[Set problem]
Copy the lines below, starting with the line with "head, your assistance would be valued." and going on through the line with "M676 315L684 323L700", but swap "bird head" for "bird crown" and keep everything else the same.

[Record excerpts]

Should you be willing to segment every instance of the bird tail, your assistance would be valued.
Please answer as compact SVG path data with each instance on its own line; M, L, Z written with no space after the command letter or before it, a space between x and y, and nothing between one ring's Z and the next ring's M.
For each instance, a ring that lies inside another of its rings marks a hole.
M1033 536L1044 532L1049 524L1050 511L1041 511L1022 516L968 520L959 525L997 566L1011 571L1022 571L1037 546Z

* * *

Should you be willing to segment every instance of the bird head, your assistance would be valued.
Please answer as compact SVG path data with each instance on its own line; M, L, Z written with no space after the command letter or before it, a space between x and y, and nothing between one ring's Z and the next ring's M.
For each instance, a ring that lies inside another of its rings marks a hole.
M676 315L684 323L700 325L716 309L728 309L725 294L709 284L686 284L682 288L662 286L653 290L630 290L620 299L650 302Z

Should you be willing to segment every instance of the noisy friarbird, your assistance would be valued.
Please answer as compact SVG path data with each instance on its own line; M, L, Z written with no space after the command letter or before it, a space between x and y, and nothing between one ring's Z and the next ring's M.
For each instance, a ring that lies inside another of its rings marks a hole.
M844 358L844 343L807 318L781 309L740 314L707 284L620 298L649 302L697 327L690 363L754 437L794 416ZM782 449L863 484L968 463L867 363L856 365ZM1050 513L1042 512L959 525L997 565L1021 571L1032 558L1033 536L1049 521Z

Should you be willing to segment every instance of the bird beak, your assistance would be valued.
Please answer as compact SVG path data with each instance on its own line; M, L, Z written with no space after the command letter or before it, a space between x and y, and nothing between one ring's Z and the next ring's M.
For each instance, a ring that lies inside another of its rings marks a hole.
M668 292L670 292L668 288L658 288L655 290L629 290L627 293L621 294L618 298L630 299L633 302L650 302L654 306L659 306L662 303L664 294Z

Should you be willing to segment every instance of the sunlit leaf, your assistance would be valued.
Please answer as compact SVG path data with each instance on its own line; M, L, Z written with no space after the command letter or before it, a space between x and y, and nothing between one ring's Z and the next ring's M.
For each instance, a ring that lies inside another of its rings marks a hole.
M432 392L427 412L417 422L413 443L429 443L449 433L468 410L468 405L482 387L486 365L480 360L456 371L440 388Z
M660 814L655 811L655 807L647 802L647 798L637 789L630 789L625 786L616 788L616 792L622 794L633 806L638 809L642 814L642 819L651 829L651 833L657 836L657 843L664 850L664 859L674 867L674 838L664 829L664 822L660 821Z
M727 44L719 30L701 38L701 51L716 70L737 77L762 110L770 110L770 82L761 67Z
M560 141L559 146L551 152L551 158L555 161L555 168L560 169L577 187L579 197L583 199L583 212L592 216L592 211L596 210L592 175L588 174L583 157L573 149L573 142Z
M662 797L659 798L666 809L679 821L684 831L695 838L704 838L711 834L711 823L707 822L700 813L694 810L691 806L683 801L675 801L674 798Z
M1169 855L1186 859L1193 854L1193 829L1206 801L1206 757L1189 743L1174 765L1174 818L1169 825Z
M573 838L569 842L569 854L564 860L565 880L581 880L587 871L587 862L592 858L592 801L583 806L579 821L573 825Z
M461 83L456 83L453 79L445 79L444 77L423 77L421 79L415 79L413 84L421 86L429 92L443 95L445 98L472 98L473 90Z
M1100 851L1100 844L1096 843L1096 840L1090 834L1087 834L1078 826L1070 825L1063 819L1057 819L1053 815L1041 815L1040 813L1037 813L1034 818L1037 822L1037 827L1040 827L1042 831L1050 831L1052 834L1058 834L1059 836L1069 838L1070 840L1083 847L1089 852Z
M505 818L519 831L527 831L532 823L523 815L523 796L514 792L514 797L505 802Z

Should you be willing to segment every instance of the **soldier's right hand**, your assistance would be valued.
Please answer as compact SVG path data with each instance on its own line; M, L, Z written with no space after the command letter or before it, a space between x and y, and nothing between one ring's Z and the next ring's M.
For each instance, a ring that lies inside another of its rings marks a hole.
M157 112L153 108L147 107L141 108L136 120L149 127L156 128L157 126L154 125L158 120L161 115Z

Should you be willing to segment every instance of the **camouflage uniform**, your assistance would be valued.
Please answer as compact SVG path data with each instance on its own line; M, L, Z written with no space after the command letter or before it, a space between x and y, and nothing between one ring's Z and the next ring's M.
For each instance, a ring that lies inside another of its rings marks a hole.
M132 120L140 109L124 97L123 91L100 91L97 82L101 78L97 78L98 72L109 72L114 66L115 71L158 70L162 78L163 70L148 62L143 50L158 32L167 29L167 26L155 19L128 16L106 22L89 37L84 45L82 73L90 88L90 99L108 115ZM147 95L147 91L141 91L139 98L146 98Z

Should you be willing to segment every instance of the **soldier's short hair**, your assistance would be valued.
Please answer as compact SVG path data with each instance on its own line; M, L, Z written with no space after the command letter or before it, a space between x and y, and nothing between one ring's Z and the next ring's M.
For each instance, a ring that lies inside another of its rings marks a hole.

==

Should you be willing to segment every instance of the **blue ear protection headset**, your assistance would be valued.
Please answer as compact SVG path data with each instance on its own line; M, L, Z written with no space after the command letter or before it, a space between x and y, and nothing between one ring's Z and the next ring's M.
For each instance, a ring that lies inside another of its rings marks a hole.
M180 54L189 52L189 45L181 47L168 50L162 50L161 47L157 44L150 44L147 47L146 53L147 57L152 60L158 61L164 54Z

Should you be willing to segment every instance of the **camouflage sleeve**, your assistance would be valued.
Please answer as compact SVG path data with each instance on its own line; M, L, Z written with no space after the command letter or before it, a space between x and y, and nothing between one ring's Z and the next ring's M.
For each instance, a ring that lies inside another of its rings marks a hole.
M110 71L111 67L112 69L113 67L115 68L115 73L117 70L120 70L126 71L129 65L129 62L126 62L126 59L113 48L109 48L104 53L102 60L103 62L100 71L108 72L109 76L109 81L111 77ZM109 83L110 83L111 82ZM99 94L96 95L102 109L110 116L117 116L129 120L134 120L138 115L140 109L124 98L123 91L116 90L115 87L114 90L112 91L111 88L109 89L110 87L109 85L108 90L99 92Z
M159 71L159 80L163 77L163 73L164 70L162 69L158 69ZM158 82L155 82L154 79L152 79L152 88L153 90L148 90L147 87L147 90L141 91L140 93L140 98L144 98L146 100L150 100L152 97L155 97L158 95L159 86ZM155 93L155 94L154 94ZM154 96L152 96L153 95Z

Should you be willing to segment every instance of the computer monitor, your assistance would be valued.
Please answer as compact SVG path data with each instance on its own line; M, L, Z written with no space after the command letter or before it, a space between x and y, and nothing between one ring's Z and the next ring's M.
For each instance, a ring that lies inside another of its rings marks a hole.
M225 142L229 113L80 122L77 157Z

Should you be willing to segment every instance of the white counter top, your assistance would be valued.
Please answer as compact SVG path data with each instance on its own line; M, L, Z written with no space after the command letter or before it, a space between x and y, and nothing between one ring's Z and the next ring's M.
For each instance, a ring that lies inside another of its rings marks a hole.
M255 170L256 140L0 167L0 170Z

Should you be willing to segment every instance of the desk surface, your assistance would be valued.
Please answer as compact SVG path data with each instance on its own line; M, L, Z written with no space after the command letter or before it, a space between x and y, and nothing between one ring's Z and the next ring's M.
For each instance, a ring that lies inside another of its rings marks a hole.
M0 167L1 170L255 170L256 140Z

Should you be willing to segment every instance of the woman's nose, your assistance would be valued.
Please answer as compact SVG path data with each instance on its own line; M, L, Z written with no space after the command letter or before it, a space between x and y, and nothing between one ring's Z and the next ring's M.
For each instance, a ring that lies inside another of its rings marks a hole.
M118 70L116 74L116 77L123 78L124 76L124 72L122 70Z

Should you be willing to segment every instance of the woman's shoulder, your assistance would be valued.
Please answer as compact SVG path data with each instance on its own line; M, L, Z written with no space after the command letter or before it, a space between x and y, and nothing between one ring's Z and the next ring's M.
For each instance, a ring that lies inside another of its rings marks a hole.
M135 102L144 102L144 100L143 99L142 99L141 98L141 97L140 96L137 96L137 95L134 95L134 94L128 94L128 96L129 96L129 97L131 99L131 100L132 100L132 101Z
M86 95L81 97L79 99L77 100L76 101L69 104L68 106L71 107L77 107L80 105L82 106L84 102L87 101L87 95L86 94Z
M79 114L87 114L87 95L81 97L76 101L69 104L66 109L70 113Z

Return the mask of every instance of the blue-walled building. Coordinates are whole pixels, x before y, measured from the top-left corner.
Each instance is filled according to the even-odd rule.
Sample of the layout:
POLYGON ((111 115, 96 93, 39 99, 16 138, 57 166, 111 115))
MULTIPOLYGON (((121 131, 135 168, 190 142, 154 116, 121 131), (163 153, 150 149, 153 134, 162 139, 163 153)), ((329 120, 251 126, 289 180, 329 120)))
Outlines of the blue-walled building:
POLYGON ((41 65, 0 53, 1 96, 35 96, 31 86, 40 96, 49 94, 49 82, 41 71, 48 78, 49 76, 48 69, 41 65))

[Output of the task]
Should you be willing to segment every instance of the bird crown, your assistance would be valued.
Please answer as compact SVG path data with each instance on its own line; M, L, Z written with no space after the command letter or before it, a space between x and y, and nothing between one ring's Z and the next ring's M.
For each instance, a ring that lies inside another of its rings marks a hole.
M676 315L684 323L700 325L716 309L728 309L725 294L709 284L686 284L682 288L662 286L653 290L630 290L620 299L650 302Z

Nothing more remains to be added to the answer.